### [O QUE FAZER]
Repita sem alterações o trecho do texto sobre o pedido de naturalização de Picasso, começando nas palavras que contêm "Segundo os encarregados" e parando logo após "deixou de observá-lo.".

### [FONTE]
::::::::::

Em meio àquela tarefa, surgiu um documento que chama a atenção, onde se lia: "Senhor ministro da Justiça: pela seguinte carta, tenho a honra de solicitar minha naturalização e pretendo pagar as despesas necessárias para isso".


Datada de 3 de abril de 1930, a carta tem a inconfundível assinatura de Pablo Picasso e o endereço do ateliê do artista.


Segundo os encarregados da exposição, nem mesmo os parentes do pintor sabiam que em algum momento de sua vida ele tinha pedido a nacionalidade francesa. Eram tempos em que o ditador Francisco Franco, no poder na Espanha, parecia se aliar a Hitler, o que tornaria Picasso um cidadão de uma potência inimiga na França.


Este documento é, sem dúvida, o mais chamativo desta coleção de fichas policiais, em que Picasso, desde sua primeira visita à França, em 1901, é chamado de "anarquista" pela polícia, que nunca deixou de observá-lo.

::::::::::

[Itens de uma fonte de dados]

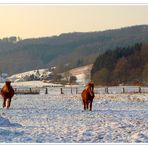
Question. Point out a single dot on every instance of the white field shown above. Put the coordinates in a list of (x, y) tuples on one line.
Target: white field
[(55, 118)]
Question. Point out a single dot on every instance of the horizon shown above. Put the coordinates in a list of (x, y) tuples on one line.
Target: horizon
[(35, 21), (73, 32)]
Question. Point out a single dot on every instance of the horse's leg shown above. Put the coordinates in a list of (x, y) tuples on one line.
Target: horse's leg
[(4, 102), (8, 103)]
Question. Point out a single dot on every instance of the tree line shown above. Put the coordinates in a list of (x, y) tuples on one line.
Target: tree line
[(127, 65)]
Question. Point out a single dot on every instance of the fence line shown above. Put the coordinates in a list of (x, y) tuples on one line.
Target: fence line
[(78, 90)]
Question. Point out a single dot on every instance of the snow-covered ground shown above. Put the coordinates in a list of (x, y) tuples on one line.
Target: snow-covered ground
[(55, 118)]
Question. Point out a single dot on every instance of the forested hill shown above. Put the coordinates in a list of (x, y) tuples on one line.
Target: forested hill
[(122, 66), (65, 51)]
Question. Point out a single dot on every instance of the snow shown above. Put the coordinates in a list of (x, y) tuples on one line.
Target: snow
[(39, 74), (55, 118), (32, 84)]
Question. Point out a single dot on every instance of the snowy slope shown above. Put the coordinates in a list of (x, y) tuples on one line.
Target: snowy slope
[(55, 118), (82, 73), (26, 76)]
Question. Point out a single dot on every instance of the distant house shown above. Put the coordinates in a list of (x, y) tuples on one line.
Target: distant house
[(4, 75)]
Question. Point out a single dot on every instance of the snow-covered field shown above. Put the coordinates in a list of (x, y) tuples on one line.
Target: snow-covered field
[(55, 118)]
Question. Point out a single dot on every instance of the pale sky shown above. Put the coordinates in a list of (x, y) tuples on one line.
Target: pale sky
[(29, 21)]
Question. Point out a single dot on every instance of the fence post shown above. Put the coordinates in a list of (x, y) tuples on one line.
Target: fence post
[(76, 90), (61, 91), (123, 90), (106, 90), (139, 89), (46, 91)]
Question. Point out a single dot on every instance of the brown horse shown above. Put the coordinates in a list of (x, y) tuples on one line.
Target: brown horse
[(88, 96), (7, 93)]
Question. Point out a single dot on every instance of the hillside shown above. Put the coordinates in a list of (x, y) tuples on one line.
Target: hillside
[(122, 66), (72, 49)]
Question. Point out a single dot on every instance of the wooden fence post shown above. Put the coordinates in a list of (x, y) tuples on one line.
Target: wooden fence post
[(61, 91), (76, 90), (46, 91), (106, 90), (139, 89), (123, 90)]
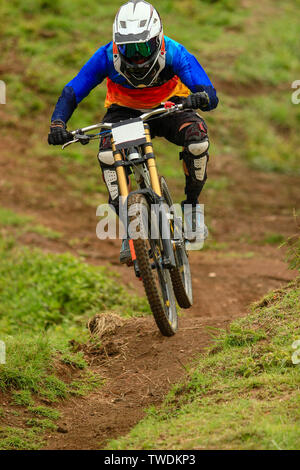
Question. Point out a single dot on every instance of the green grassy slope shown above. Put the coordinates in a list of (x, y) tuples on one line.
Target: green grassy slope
[(250, 50), (46, 300), (243, 394)]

::::::::::

### [SOLUÇÃO ESCRITA]
Segundo os encarregados da exposição, nem mesmo os parentes do pintor sabiam que em algum momento de sua vida ele tinha pedido a nacionalidade francesa. Eram tempos em que o ditador Francisco Franco, no poder na Espanha, parecia se aliar a Hitler, o que tornaria Picasso um cidadão de uma potência inimiga na França.


Este documento é, sem dúvida, o mais chamativo desta coleção de fichas policiais, em que Picasso, desde sua primeira visita à França, em 1901, é chamado de "anarquista" pela polícia, que nunca deixou de observá-lo.